Your objective: If a line comes after the one containing "Query: hand holding flowers", leave it out; copy every line before it, and that line too, exactly as written, starting from the first line of the entries.

- - -

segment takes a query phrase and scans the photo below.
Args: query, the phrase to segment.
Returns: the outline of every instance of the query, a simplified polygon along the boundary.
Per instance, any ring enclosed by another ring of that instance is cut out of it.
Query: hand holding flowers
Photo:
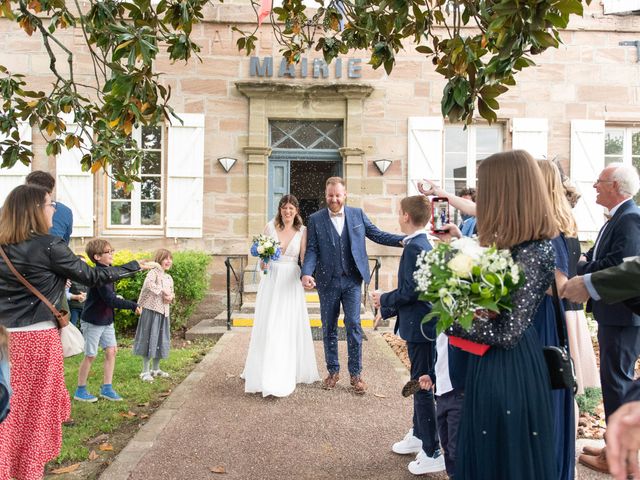
[[[280,242],[268,235],[260,234],[253,237],[253,244],[251,245],[251,255],[254,257],[260,257],[262,262],[262,270],[267,273],[267,265],[271,260],[278,260],[280,258]]]
[[[511,293],[524,283],[508,250],[482,247],[468,237],[439,243],[423,252],[416,266],[420,299],[432,303],[423,321],[438,317],[438,334],[454,322],[469,330],[474,321],[490,321],[479,311],[511,311]]]

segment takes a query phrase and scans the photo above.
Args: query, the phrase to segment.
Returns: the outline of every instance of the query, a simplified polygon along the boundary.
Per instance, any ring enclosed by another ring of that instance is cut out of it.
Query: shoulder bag
[[[16,267],[13,266],[9,257],[5,253],[4,249],[0,246],[0,255],[4,259],[9,270],[16,276],[20,283],[22,283],[31,293],[33,293],[36,297],[38,297],[42,303],[44,303],[53,316],[56,319],[56,323],[58,324],[58,329],[60,331],[60,341],[62,342],[62,352],[65,357],[71,357],[73,355],[78,355],[82,353],[84,350],[84,337],[78,328],[69,323],[69,312],[66,310],[58,310],[53,304],[45,297],[38,289],[36,289],[29,281],[24,278],[20,272],[16,270]]]
[[[578,391],[578,382],[576,380],[576,371],[573,366],[573,360],[569,355],[569,347],[567,344],[567,330],[565,322],[563,322],[564,313],[560,307],[560,298],[558,297],[558,287],[556,281],[553,281],[553,306],[556,317],[556,328],[558,329],[559,346],[543,347],[544,359],[549,369],[549,378],[551,379],[552,389],[571,389],[575,394]]]

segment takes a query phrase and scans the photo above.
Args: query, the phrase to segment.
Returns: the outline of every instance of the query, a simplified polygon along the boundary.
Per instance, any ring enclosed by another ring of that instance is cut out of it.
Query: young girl
[[[11,385],[9,376],[9,334],[0,325],[0,422],[9,414]]]
[[[169,250],[161,248],[156,252],[154,262],[158,264],[147,274],[142,285],[138,305],[142,314],[138,321],[133,354],[142,356],[144,382],[153,382],[153,377],[168,377],[160,370],[160,359],[169,356],[169,304],[173,302],[173,279],[166,273],[173,264]],[[153,359],[153,369],[149,370],[149,360]]]

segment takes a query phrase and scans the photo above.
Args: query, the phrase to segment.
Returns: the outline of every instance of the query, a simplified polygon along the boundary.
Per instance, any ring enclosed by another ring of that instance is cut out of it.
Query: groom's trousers
[[[334,277],[331,283],[318,288],[320,298],[320,318],[322,320],[322,340],[327,371],[340,371],[338,361],[338,317],[340,304],[344,311],[344,325],[347,333],[349,374],[360,375],[362,371],[362,327],[360,325],[360,303],[362,301],[362,280],[342,275]]]
[[[407,351],[411,362],[411,380],[430,375],[435,383],[435,342],[407,342]],[[433,457],[440,448],[433,390],[418,390],[413,395],[413,435],[422,440],[422,450],[429,457]]]

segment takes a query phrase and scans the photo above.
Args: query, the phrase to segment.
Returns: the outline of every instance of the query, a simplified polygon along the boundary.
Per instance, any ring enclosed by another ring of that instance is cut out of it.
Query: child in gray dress
[[[133,354],[142,357],[142,373],[140,379],[153,382],[153,377],[168,377],[169,374],[160,370],[160,359],[169,356],[171,335],[169,330],[169,305],[175,297],[173,279],[166,273],[173,264],[171,252],[159,249],[154,257],[158,264],[147,274],[144,280],[138,305],[142,314],[136,329],[133,344]],[[153,359],[153,368],[149,369]]]

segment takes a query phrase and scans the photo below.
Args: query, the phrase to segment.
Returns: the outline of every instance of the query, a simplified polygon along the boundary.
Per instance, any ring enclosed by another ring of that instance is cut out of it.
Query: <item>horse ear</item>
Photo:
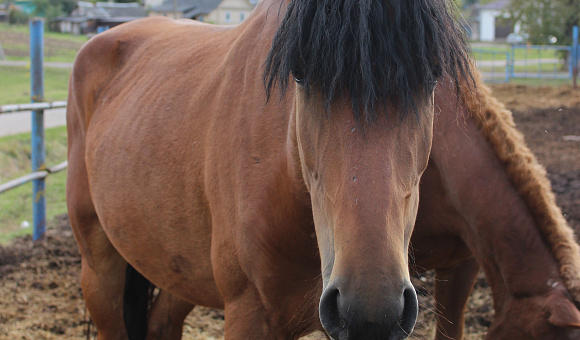
[[[568,298],[552,295],[546,301],[548,321],[557,327],[580,328],[580,311]]]

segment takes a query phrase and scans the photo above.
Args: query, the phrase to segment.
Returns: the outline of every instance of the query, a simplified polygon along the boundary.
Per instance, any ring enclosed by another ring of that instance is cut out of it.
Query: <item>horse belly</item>
[[[196,305],[222,307],[210,259],[201,150],[188,148],[186,154],[179,146],[195,143],[178,140],[184,136],[178,127],[174,134],[160,133],[146,114],[103,111],[117,114],[93,118],[87,168],[91,196],[111,243],[158,287]]]

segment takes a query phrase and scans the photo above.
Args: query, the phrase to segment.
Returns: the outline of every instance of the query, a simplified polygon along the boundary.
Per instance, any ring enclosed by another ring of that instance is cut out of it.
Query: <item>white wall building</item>
[[[494,41],[498,38],[498,23],[499,17],[506,15],[504,13],[505,8],[509,5],[510,0],[498,0],[485,5],[479,5],[476,7],[479,15],[479,35],[480,41]],[[507,17],[507,16],[506,16]],[[501,32],[500,36],[506,36]]]
[[[218,25],[237,25],[256,6],[256,0],[145,0],[149,15],[189,18]],[[175,1],[175,3],[174,3]]]

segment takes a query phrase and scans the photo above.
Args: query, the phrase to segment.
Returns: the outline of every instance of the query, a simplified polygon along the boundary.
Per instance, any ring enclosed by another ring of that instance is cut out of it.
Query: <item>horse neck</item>
[[[564,282],[531,208],[474,117],[464,112],[458,123],[461,106],[453,96],[447,91],[436,100],[441,112],[431,157],[447,199],[466,222],[454,232],[483,266],[500,312],[506,298],[544,295]]]

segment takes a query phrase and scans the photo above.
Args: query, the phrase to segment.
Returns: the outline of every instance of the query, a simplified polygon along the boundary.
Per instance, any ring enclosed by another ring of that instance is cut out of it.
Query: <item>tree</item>
[[[54,29],[50,25],[52,19],[63,15],[70,15],[76,7],[76,0],[32,0],[34,16],[46,18],[47,29]]]
[[[76,0],[32,0],[34,15],[54,18],[70,15],[76,7]]]
[[[54,0],[32,0],[34,5],[34,16],[45,17],[46,21],[63,15],[64,12],[60,3],[56,3]]]
[[[15,6],[12,6],[8,9],[8,22],[11,25],[25,25],[28,23],[28,19],[28,14],[19,10]]]
[[[545,45],[556,38],[558,45],[570,45],[580,0],[512,0],[508,12],[532,44]]]

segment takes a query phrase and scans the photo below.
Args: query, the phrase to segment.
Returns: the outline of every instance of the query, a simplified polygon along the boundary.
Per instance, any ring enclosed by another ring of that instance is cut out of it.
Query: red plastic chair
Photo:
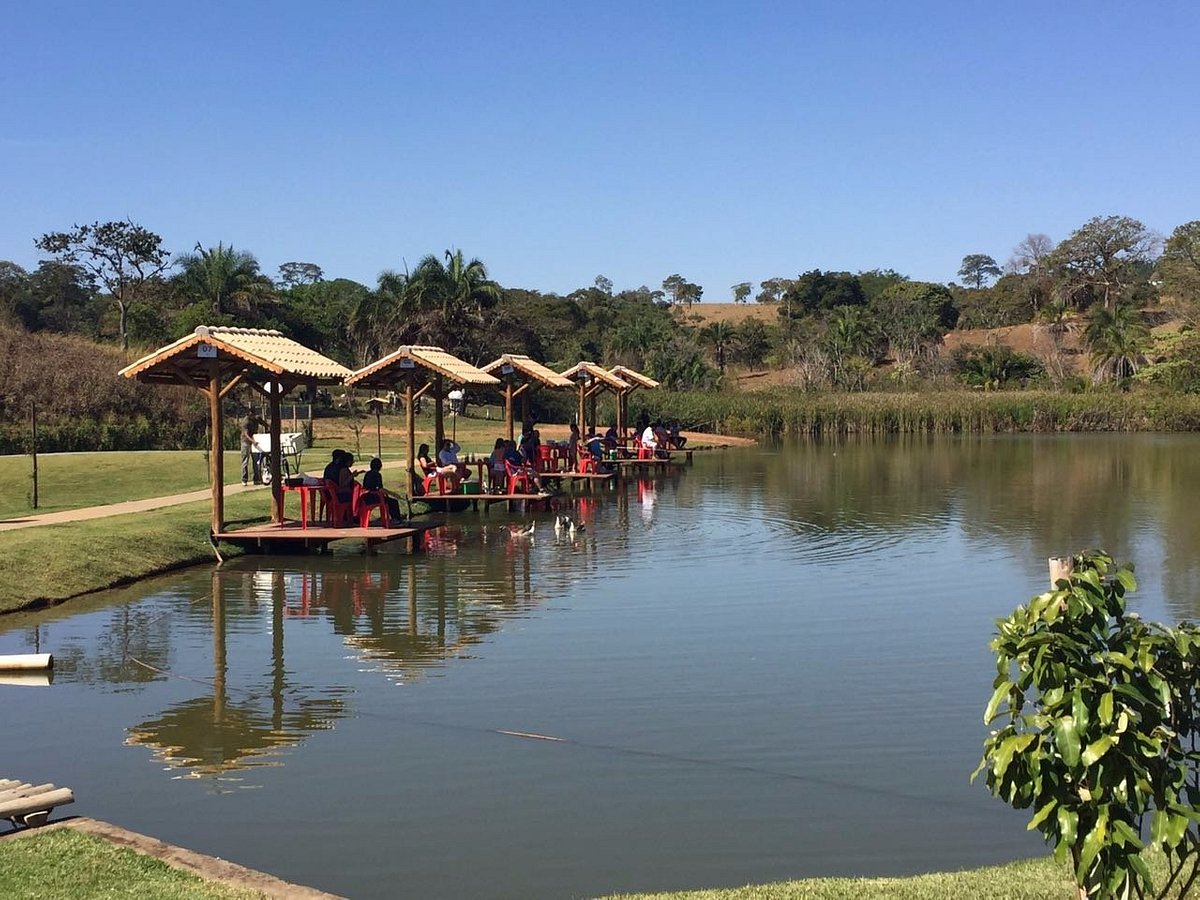
[[[425,470],[425,481],[422,482],[426,494],[453,494],[454,480],[449,475],[441,475],[437,469]],[[431,491],[430,487],[437,487],[436,491]]]
[[[504,461],[504,471],[508,475],[508,492],[510,494],[532,494],[533,473],[524,466],[514,466],[507,459]],[[517,490],[524,488],[524,490]]]
[[[354,493],[351,495],[350,502],[346,503],[344,500],[338,499],[337,485],[326,479],[325,484],[321,486],[320,517],[334,528],[353,523],[354,504],[360,490],[361,488],[357,484],[354,485]]]
[[[638,459],[654,459],[654,448],[649,444],[643,444],[641,438],[634,438],[634,444],[637,447]]]
[[[595,475],[599,471],[596,468],[596,457],[580,447],[576,456],[575,471],[581,475]]]
[[[371,521],[371,510],[379,510],[379,524],[391,528],[388,517],[387,495],[383,491],[363,491],[358,496],[358,526],[366,528]]]

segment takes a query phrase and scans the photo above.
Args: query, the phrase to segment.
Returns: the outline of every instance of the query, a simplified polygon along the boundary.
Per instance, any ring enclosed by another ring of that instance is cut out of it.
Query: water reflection
[[[268,596],[261,588],[266,574]],[[280,764],[279,754],[298,744],[314,731],[333,727],[344,715],[344,704],[336,696],[306,696],[303,683],[289,682],[284,656],[283,616],[287,603],[283,572],[255,573],[258,590],[244,591],[244,573],[217,570],[212,574],[212,680],[203,695],[172,703],[159,715],[129,728],[126,743],[149,747],[168,769],[182,770],[194,778],[225,776],[258,765]],[[271,611],[270,681],[248,681],[229,685],[228,608],[269,603]],[[194,607],[193,607],[194,608]],[[160,616],[166,620],[166,616]],[[155,677],[170,672],[160,664],[127,654],[126,666]],[[189,682],[197,682],[193,676]],[[265,688],[265,689],[264,689]],[[231,696],[232,693],[232,696]]]

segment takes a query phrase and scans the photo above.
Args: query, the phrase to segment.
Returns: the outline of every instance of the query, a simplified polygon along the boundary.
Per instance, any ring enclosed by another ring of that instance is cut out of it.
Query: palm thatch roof
[[[207,384],[213,363],[222,375],[257,369],[290,384],[340,384],[350,370],[336,360],[262,328],[201,325],[119,374],[157,384]]]
[[[457,384],[493,385],[500,379],[441,347],[399,347],[382,359],[363,366],[347,379],[348,387],[390,387],[404,375],[417,370],[441,375]]]
[[[505,371],[505,366],[509,367],[510,372]],[[574,387],[571,379],[564,378],[549,366],[542,365],[532,357],[516,353],[505,353],[495,362],[484,366],[483,371],[492,375],[508,375],[511,372],[519,372],[526,381],[536,381],[548,388]]]
[[[629,388],[626,382],[612,374],[608,369],[594,362],[580,362],[560,374],[563,378],[570,378],[572,381],[577,381],[581,373],[586,373],[591,378],[600,382],[601,385],[611,388],[614,391],[624,391]]]
[[[608,370],[613,375],[616,375],[622,381],[628,382],[631,387],[656,388],[658,382],[649,375],[643,375],[636,369],[631,369],[629,366],[613,366]]]

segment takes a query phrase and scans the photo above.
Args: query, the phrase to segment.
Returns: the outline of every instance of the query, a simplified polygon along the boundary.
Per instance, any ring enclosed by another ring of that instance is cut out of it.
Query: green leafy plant
[[[1200,629],[1126,610],[1133,567],[1092,552],[997,622],[974,778],[1070,859],[1080,898],[1184,897],[1200,874]],[[1156,886],[1147,853],[1165,852]],[[1157,892],[1156,891],[1157,887]]]

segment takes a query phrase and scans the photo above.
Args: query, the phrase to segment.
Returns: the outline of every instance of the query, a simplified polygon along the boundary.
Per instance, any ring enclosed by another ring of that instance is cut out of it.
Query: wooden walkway
[[[553,497],[553,494],[426,494],[423,497],[413,497],[413,502],[428,503],[435,509],[463,510],[470,506],[472,509],[483,507],[483,511],[496,503],[543,503]]]
[[[70,788],[0,778],[0,819],[8,819],[14,826],[44,825],[56,806],[74,802],[75,794]]]
[[[285,550],[285,549],[317,549],[321,550],[334,541],[361,540],[366,541],[370,549],[376,544],[389,541],[409,542],[409,550],[413,553],[424,549],[425,532],[440,528],[445,522],[405,522],[395,528],[372,526],[359,528],[347,526],[332,528],[327,525],[310,525],[301,528],[299,522],[288,521],[282,525],[251,525],[248,528],[238,528],[214,534],[213,540],[256,550]]]

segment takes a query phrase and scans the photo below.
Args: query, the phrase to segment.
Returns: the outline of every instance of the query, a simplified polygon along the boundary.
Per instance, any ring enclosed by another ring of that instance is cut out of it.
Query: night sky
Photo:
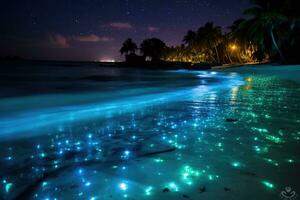
[[[1,0],[0,56],[120,60],[128,37],[177,45],[207,21],[225,29],[248,6],[248,0]]]

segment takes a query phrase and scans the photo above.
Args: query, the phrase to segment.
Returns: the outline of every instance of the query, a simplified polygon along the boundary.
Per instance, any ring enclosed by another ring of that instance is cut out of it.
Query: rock
[[[186,194],[183,194],[182,197],[183,197],[183,198],[190,198],[190,196],[188,196],[188,195],[186,195]]]
[[[240,171],[240,174],[247,175],[247,176],[256,176],[254,172],[248,172],[248,171]]]
[[[202,192],[206,192],[206,187],[205,186],[202,186],[199,188],[199,191],[202,193]]]
[[[227,118],[226,119],[226,122],[237,122],[237,121],[239,121],[239,120],[233,119],[233,118]]]
[[[77,185],[77,184],[71,184],[70,185],[70,189],[75,189],[75,188],[78,188],[79,187],[79,185]]]
[[[224,187],[224,191],[228,192],[230,190],[231,190],[230,188]]]
[[[163,192],[170,192],[170,189],[169,188],[164,188]]]

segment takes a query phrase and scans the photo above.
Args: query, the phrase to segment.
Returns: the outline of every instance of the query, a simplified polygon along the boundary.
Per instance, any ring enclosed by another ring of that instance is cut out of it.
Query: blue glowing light
[[[126,183],[122,182],[119,184],[119,188],[123,191],[126,191],[128,189],[128,186]]]
[[[91,182],[86,182],[84,185],[85,185],[86,187],[89,187],[89,186],[91,185]]]

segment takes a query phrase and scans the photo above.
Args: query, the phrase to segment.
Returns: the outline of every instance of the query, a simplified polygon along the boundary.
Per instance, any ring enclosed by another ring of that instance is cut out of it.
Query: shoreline
[[[233,64],[211,64],[211,63],[191,63],[191,62],[172,62],[172,61],[160,61],[160,62],[140,62],[140,63],[128,63],[128,62],[99,62],[99,61],[56,61],[56,60],[0,60],[0,69],[9,68],[9,65],[19,66],[26,69],[30,66],[34,67],[65,67],[65,68],[86,68],[86,67],[103,67],[103,68],[115,68],[115,69],[134,69],[134,70],[190,70],[190,71],[206,71],[206,70],[227,70],[233,68],[239,68],[244,66],[257,66],[257,65],[299,65],[295,63],[281,64],[273,63],[270,61],[255,62],[255,63],[233,63]]]

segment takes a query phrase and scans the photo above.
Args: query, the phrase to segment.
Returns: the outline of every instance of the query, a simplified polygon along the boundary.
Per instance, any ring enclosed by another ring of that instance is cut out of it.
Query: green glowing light
[[[187,185],[193,184],[193,178],[197,178],[202,174],[202,172],[193,169],[191,166],[184,166],[183,170],[181,172],[181,177],[183,179],[183,182]]]
[[[280,137],[276,137],[276,136],[273,136],[273,135],[266,135],[266,139],[267,140],[270,140],[274,143],[283,143],[283,140],[280,138]]]
[[[300,140],[300,137],[294,137],[295,140]]]
[[[189,176],[189,173],[184,173],[183,178],[186,179]]]
[[[46,187],[48,185],[48,182],[46,182],[46,181],[44,181],[43,183],[42,183],[42,186],[43,187]]]
[[[255,127],[252,127],[251,128],[253,131],[258,131],[260,133],[269,133],[269,131],[265,128],[255,128]]]
[[[261,149],[258,146],[255,146],[254,149],[255,149],[256,152],[260,152],[261,151]]]
[[[10,189],[11,189],[12,186],[13,186],[12,183],[5,184],[5,192],[9,193],[9,191],[10,191]]]
[[[208,180],[210,180],[210,181],[213,181],[213,180],[219,178],[218,175],[211,175],[211,174],[209,174],[207,177],[208,177]]]
[[[268,114],[266,114],[266,115],[265,115],[265,118],[266,118],[266,119],[270,119],[270,118],[271,118],[271,116],[270,116],[270,115],[268,115]]]
[[[171,190],[175,191],[175,192],[178,192],[178,191],[179,191],[178,186],[177,186],[174,182],[169,183],[169,184],[168,184],[168,187],[169,187]]]
[[[45,154],[45,153],[41,153],[40,156],[41,156],[42,158],[45,158],[45,157],[46,157],[46,154]]]
[[[164,160],[161,159],[161,158],[156,158],[156,159],[154,159],[154,162],[156,162],[156,163],[162,163],[162,162],[164,162]]]
[[[272,165],[275,165],[276,167],[279,166],[279,163],[272,160],[271,158],[264,158],[265,161],[267,161],[268,163],[272,164]]]
[[[198,170],[194,170],[192,167],[190,166],[185,166],[182,176],[183,178],[187,178],[188,176],[200,176],[201,173]]]
[[[240,163],[240,162],[233,162],[233,163],[231,163],[231,165],[232,165],[233,167],[240,167],[240,166],[241,166],[241,163]]]
[[[254,146],[254,150],[257,153],[267,153],[269,151],[268,147],[259,147],[259,146]]]
[[[258,116],[257,116],[257,114],[255,114],[255,113],[253,113],[253,112],[250,112],[250,113],[248,113],[251,117],[253,117],[253,118],[257,118]]]
[[[283,131],[280,129],[280,130],[278,131],[278,134],[281,135],[281,136],[283,136]]]
[[[268,182],[268,181],[262,181],[262,184],[270,189],[273,189],[275,187],[273,183]]]
[[[295,161],[293,159],[287,159],[288,163],[294,163]]]
[[[149,186],[145,189],[145,194],[147,196],[151,195],[152,194],[152,190],[153,190],[153,187]]]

- - -

Response area:
segment takes a query phrase and scans the photo below.
Args: query, the phrase to segment.
Returns: the outline of every instance of the query, a simplified polygon along the boundary.
Per instance, any ring enclosed by another ring of that instance is cut out of it.
Query: hand holding flowers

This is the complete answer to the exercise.